# Task instructions
1. According to the refactoring guide, which two conditions must every commit made during a refactoring meet?
2. Echo the part of the refactoring guide that begins at the words "# Verify at" and stops after the words "to control rollout.".
==== Extract ====
Small Commits Strategy

Every commit during a refactoring must satisfy two invariants:

  1. Code compiles (type-checks, no syntax errors)
  2. All tests pass (no behavioral regressions)

Commit Granularity Guide

Refactoring Commit Patterns
│
├─ Rename → 1 commit
│  "refactor: rename calcShipping to calculateShippingCost"
│
├─ Extract Function → 1 commit
│  "refactor: extract validateOrderItems from processOrder"
│
├─ Move File → 1 commit
│  "refactor: move utils/helpers.ts to lib/string-utils.ts"
│
├─ Extract Class → 2-3 commits
│  1. "refactor: extract PriceCalculator interface"
│  2. "refactor: implement PriceCalculator, delegate from OrderService"
│  3. "refactor: remove pricing logic from OrderService"
│
├─ Replace Algorithm → 2 commits
│  1. "test: add characterization tests for sorting"
│  2. "refactor: replace bubble sort with merge sort"
│
└─ Large Restructure → Many small commits
   Each file move or extraction is its own commit
   Never batch unrelated changes

Git Workflow for Refactoring

# Start a refactoring session
git checkout -b refactor/extract-payment-service

# After each small refactoring step
git add -p  # Stage only the relevant changes
git commit -m "refactor: extract PaymentValidator from PaymentService"

# Verify at each step
npm test  # or pytest, cargo test, go test ./...

# If a step goes wrong, revert just that step
git revert HEAD

# When done, create a clean PR
# Each commit should be reviewable independently

Feature Flags for Gradual Rollout

When a refactoring affects runtime behavior (e.g., new algorithm, new data flow), use feature flags to control rollout.
==== Data ====
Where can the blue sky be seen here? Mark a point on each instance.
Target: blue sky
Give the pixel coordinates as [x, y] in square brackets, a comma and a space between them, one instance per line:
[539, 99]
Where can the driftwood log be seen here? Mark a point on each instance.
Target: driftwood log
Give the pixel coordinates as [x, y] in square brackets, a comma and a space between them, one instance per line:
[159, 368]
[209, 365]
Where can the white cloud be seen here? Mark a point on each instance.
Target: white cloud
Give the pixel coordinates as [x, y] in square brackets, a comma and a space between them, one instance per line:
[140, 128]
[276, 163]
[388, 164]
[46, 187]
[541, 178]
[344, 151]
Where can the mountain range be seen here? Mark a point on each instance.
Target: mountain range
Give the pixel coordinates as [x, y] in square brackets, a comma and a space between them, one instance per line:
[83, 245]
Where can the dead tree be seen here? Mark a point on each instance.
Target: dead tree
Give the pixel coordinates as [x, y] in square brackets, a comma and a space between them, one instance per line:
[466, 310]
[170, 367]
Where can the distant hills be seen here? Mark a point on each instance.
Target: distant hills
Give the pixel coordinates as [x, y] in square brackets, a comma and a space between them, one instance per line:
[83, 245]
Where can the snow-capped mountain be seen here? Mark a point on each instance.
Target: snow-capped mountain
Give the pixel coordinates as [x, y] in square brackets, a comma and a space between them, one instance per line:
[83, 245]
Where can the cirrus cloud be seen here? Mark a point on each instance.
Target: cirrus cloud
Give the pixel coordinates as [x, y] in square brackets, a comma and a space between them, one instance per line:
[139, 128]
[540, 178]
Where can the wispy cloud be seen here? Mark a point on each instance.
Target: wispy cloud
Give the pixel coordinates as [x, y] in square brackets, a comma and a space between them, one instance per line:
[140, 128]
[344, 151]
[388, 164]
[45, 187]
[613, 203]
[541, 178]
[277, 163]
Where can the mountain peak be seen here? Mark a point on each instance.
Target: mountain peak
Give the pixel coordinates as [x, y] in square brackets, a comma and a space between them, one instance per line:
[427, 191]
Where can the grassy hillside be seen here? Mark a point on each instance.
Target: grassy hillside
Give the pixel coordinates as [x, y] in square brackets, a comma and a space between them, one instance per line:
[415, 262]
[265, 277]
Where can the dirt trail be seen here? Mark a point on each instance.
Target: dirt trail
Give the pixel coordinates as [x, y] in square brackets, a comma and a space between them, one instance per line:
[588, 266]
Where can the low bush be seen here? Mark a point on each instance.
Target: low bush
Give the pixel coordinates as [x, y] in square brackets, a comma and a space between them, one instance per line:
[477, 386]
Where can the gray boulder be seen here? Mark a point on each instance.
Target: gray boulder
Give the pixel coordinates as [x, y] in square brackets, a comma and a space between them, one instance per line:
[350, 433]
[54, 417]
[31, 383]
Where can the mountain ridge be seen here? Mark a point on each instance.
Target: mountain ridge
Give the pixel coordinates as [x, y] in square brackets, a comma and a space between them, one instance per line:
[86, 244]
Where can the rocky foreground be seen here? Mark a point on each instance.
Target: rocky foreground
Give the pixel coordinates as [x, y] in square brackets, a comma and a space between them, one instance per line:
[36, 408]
====
# Written answers
1. The code must compile, and all tests must pass.

2.
# Verify at each step
npm test  # or pytest, cargo test, go test ./...

# If a step goes wrong, revert just that step
git revert HEAD

# When done, create a clean PR
# Each commit should be reviewable independently

Feature Flags for Gradual Rollout

When a refactoring affects runtime behavior (e.g., new algorithm, new data flow), use feature flags to control rollout.